-- Data extract follows --

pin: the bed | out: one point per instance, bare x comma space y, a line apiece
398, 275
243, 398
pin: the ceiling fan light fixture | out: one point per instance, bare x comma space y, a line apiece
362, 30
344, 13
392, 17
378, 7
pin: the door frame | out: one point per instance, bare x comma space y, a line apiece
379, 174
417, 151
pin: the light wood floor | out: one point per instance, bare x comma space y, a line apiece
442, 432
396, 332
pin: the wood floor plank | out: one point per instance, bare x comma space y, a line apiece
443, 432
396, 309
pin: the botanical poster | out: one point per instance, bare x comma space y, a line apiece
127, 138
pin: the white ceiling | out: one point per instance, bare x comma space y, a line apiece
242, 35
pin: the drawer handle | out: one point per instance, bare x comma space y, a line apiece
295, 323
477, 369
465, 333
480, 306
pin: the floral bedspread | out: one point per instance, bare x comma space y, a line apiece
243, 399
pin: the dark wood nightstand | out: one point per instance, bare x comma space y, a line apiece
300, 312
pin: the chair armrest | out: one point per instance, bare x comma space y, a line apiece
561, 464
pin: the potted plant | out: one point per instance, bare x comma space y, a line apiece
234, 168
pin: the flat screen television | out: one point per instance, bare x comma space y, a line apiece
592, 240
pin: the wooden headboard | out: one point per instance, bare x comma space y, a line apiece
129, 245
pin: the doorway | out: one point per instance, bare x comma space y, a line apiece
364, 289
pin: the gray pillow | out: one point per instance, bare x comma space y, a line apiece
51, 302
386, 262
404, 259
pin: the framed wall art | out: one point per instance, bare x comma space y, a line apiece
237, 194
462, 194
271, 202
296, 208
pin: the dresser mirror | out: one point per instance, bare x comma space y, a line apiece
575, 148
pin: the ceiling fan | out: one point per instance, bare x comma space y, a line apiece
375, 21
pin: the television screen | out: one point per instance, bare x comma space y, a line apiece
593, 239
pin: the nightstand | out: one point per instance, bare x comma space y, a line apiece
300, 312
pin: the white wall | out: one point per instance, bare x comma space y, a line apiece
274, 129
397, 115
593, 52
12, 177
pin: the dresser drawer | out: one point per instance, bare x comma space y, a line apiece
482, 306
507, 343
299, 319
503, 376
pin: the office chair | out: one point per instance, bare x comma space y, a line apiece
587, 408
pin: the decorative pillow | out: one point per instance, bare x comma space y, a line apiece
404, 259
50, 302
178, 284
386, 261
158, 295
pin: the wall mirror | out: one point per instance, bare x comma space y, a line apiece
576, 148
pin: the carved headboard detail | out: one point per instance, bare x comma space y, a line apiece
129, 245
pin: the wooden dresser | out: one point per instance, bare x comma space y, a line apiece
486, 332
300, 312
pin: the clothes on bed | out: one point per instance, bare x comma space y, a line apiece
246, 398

-- Data extract concluded --

Would you repeat the lines from the one containing "pin: the carved" through the end of the data, exactly, with nothing before or after them?

pin: the carved headboard detail | out: one point per instance, bare x comma space y, a line apiece
129, 245
pin: the wooden dresser | out: one point per instance, bare x comma space y, a line apiece
486, 332
300, 312
pin: the clothes on bed | out: one point per instance, bare x comma space y, a line apiece
246, 398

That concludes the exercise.